* [Instructions]:
1 – List every username that appears in a post header of the forum thread below.
2 – Retype the portion of the forum thread from "I'm in for Friday" up to and including "guests that is)".

* [Quoted text]:
● ● ● ● ● ● ●

This is already in my diary, so put me down as interested.


----------



## User20205 (Nov 8, 2011)

Yes, count me in too please. It was a cracking day this year.


----------



## full_throttle (Nov 8, 2011)

count me in for both days please, and I'll have a jacket for the evening this time as well


----------



## G1BB0 (Nov 8, 2011)

both days for me and possibly a guest if permissable


----------



## Bratty (Nov 8, 2011)

I'm in for Friday and potentially Saturday, Smiffy


----------



## RichardC (Nov 8, 2011)

Friday and Saturday for me and Friday for Charlie (if your accepting guests that is)


----------



## HomerJSimpson (Nov 8, 2011)

Put me as a provisional as finances are looking healthier for golf trips next year


----------



## Brookesy (Nov 8, 2011)

● ● ● ● ● ● ●

* [Records supplied]:
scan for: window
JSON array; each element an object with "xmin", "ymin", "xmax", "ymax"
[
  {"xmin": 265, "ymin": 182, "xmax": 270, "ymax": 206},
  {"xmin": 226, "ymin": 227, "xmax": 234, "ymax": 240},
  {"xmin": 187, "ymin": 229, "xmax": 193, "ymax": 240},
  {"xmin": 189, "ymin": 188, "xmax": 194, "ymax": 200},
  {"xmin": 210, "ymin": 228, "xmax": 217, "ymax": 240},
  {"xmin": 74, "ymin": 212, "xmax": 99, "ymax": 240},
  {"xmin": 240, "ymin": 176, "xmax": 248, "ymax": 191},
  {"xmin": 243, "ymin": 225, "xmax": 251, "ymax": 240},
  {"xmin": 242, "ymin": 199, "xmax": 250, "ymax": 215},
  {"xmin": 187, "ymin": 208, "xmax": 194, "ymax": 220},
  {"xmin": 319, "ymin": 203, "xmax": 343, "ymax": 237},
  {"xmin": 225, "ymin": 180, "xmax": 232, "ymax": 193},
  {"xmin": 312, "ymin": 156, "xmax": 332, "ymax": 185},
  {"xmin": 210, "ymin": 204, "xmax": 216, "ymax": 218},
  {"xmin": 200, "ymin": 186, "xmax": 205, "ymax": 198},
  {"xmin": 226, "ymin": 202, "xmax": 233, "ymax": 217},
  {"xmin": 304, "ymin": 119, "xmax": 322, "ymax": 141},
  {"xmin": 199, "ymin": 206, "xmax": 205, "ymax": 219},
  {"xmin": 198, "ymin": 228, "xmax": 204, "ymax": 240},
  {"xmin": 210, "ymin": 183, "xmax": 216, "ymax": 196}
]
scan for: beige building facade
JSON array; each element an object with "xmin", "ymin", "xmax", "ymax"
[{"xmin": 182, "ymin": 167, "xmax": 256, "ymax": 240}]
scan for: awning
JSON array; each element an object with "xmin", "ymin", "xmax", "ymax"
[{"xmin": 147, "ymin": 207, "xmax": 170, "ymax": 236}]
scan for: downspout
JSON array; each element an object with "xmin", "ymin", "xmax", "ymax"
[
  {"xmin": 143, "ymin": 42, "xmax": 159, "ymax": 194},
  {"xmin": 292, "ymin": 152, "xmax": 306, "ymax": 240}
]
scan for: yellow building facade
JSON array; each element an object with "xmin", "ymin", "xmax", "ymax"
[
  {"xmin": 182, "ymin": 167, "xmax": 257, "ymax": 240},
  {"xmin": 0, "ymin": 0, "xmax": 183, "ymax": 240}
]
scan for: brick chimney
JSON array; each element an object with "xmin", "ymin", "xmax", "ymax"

● ● ● ● ● ● ●

* [Answers by task]:
1 – User20205, full_throttle, G1BB0, Bratty, RichardC, HomerJSimpson, Brookesy

2 –
I'm in for Friday and potentially Saturday, Smiffy


----------



## RichardC (Nov 8, 2011)

Friday and Saturday for me and Friday for Charlie (if your accepting guests that is)